▶ [TASK DESCRIPTION]
When the line containing "Target: parking lot surface" is reached, begin reproducing lines exactly and continue through the last line of the records below.

▶ [RECORDS]
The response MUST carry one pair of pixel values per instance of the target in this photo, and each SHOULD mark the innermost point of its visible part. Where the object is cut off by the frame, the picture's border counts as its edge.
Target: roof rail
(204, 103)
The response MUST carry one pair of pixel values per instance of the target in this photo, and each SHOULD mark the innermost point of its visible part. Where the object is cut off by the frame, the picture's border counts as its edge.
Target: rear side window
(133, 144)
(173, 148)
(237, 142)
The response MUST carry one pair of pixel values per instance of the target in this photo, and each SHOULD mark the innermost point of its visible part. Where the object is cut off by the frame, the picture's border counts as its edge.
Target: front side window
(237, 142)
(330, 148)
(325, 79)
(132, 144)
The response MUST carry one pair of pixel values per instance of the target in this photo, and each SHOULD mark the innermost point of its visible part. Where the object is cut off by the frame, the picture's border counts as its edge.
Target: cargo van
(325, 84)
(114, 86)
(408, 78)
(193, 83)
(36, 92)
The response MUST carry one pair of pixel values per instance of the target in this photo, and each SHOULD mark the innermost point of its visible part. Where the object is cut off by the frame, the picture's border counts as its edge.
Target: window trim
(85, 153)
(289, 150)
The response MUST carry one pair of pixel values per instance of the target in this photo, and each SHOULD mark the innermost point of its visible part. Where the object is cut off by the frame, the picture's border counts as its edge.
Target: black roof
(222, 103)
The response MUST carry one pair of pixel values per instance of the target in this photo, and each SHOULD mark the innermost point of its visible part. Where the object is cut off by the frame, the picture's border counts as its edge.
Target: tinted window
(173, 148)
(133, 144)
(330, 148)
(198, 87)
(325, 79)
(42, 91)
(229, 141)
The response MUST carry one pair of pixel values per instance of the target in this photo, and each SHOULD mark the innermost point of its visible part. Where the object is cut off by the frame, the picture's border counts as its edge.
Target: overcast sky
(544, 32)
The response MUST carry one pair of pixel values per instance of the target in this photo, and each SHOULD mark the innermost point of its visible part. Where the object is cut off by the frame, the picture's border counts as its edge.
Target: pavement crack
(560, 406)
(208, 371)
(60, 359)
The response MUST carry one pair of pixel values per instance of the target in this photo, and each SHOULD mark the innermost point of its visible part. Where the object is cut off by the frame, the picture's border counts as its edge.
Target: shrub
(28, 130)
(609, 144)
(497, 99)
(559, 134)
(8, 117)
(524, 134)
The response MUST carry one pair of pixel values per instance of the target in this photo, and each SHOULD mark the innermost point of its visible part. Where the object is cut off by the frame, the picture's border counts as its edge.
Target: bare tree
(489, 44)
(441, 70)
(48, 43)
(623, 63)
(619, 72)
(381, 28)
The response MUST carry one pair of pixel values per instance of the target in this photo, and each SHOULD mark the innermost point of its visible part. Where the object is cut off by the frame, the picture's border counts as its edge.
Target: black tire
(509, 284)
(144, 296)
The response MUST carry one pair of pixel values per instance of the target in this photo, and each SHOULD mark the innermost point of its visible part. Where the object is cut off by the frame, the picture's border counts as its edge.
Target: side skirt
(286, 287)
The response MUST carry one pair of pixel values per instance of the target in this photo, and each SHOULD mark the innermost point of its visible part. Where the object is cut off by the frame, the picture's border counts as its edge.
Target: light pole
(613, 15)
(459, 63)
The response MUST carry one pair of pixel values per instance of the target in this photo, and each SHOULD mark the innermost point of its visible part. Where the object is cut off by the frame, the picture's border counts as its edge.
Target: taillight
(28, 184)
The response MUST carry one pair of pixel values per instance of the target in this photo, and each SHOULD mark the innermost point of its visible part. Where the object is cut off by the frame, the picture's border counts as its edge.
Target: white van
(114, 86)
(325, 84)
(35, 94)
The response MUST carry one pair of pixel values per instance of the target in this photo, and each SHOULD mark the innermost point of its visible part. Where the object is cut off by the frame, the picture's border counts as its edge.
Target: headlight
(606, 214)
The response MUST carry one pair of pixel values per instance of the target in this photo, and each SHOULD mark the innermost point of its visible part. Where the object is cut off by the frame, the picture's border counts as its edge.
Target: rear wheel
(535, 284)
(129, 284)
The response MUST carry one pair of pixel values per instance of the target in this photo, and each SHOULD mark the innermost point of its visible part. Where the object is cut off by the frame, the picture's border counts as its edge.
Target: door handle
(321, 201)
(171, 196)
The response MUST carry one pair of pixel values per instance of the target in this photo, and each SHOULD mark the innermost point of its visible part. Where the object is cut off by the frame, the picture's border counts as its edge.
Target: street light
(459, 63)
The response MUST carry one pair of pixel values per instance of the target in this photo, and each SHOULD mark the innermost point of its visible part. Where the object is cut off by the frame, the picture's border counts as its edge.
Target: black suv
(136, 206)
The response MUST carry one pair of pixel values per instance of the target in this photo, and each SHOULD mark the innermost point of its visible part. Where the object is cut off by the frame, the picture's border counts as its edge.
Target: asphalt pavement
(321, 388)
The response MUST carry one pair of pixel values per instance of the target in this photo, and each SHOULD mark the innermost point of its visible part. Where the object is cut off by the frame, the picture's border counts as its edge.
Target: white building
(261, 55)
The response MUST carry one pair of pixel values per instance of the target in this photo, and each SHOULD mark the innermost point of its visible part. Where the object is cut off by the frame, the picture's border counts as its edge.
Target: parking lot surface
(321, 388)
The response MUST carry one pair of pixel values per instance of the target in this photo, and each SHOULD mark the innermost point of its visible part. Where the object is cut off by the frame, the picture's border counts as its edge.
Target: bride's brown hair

▶ [OUTPUT FOR THIS TASK]
Target: parking lot surface
(321, 388)
The response MUST carry one pair of pixel values per instance of the target in this photo, and each SHOULD mark the innermost point of its visible part. Where the object is cut off by the frame, the picture's border counts as its edge.
Target: bride's brown hair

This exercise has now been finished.